### Requirements
Report every line of the items below that contains the word "switch". Case counts.

### Data supplied
⟨

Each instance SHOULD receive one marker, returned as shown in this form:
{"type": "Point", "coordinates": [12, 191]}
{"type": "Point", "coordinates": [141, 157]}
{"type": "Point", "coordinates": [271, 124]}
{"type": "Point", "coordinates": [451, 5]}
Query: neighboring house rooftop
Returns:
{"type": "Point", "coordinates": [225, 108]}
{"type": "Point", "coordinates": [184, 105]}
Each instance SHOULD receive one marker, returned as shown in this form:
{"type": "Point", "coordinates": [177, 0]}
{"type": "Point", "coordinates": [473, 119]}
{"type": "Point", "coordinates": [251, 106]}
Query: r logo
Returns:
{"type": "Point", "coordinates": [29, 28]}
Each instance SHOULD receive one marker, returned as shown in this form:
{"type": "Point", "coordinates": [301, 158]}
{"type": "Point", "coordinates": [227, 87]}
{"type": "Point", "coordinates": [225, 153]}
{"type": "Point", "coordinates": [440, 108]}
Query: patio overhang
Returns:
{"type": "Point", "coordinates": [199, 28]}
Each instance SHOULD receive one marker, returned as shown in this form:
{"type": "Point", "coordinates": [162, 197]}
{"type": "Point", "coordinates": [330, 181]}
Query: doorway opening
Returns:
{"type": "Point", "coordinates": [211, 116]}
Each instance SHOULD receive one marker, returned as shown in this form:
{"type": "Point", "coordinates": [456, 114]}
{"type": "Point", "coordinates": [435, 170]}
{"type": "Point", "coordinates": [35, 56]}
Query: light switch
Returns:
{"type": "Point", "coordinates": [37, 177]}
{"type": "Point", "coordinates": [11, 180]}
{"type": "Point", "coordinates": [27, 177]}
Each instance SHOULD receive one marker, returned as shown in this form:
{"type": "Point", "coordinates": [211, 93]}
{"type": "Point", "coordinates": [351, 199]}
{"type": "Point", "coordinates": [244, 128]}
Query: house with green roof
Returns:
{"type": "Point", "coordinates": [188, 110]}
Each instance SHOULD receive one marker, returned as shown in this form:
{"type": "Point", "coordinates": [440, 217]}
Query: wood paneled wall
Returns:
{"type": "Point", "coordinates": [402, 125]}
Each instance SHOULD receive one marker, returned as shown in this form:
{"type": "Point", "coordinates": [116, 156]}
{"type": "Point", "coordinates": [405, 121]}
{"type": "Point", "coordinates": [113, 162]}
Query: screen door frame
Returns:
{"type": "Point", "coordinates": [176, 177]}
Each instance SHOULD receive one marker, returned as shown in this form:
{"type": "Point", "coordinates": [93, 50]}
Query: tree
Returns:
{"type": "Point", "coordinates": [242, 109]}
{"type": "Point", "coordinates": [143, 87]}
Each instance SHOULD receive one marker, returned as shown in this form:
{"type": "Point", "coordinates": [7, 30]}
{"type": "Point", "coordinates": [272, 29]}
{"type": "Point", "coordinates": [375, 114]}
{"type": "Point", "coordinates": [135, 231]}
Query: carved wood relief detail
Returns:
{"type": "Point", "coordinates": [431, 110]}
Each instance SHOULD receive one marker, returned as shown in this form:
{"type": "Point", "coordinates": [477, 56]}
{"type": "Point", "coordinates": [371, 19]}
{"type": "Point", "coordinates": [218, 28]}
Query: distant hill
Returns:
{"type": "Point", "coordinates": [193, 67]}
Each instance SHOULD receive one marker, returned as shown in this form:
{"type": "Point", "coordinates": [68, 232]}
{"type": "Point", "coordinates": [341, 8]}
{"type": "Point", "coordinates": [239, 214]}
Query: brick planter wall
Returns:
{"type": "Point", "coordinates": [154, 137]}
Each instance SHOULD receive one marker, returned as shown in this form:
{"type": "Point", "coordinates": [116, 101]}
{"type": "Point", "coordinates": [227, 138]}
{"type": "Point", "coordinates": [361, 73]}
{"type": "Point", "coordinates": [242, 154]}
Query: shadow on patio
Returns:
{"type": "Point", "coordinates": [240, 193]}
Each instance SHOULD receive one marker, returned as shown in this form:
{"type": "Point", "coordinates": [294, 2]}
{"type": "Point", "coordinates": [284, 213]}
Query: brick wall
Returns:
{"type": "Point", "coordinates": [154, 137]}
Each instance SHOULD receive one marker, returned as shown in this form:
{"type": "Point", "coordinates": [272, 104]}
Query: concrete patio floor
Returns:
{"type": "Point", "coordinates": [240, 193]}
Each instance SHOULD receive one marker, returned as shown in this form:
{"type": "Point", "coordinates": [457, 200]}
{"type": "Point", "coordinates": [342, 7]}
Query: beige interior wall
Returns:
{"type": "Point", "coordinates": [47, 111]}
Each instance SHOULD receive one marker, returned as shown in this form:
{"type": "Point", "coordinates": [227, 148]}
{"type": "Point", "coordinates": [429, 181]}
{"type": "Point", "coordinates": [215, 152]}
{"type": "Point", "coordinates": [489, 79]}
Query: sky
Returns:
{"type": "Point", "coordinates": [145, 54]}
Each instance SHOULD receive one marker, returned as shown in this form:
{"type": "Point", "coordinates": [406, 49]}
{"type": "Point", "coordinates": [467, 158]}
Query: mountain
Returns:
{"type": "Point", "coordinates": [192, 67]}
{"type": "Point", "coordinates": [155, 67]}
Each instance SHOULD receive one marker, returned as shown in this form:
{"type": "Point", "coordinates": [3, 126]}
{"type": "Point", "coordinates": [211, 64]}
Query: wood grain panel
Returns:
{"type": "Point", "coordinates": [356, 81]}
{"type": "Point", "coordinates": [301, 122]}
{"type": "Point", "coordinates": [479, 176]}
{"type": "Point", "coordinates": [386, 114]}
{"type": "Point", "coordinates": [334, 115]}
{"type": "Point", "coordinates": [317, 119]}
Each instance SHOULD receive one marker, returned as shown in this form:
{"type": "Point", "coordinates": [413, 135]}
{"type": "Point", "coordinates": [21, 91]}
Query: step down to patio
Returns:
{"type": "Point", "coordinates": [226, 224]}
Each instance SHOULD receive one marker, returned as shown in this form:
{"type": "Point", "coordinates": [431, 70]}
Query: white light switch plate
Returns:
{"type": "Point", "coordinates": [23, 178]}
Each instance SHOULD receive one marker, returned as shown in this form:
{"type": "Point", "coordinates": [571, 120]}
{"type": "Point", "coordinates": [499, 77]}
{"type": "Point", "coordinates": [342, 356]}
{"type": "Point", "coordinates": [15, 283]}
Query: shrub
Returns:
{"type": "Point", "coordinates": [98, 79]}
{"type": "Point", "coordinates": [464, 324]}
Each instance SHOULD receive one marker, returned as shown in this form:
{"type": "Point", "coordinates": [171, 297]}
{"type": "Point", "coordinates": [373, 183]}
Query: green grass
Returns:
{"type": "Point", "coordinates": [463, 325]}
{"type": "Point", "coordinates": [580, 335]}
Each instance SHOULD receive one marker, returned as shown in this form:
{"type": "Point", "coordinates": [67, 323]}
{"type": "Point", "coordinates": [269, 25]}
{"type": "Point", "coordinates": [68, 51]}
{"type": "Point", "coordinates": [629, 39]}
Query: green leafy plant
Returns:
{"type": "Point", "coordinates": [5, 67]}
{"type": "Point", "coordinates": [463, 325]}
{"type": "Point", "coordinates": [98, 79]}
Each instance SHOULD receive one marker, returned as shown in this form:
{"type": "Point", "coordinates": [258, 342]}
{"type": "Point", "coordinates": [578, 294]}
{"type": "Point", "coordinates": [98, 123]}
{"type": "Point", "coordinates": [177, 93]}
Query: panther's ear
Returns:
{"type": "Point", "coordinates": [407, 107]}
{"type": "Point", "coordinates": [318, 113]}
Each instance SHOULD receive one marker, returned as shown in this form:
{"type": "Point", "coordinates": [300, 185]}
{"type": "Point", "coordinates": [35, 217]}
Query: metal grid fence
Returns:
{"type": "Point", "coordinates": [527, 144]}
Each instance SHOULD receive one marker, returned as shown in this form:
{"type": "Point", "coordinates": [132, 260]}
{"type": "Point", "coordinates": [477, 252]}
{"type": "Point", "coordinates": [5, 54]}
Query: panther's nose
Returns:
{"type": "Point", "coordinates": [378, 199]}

⟩

### Correct result
Query: light switch
Query: white light switch plate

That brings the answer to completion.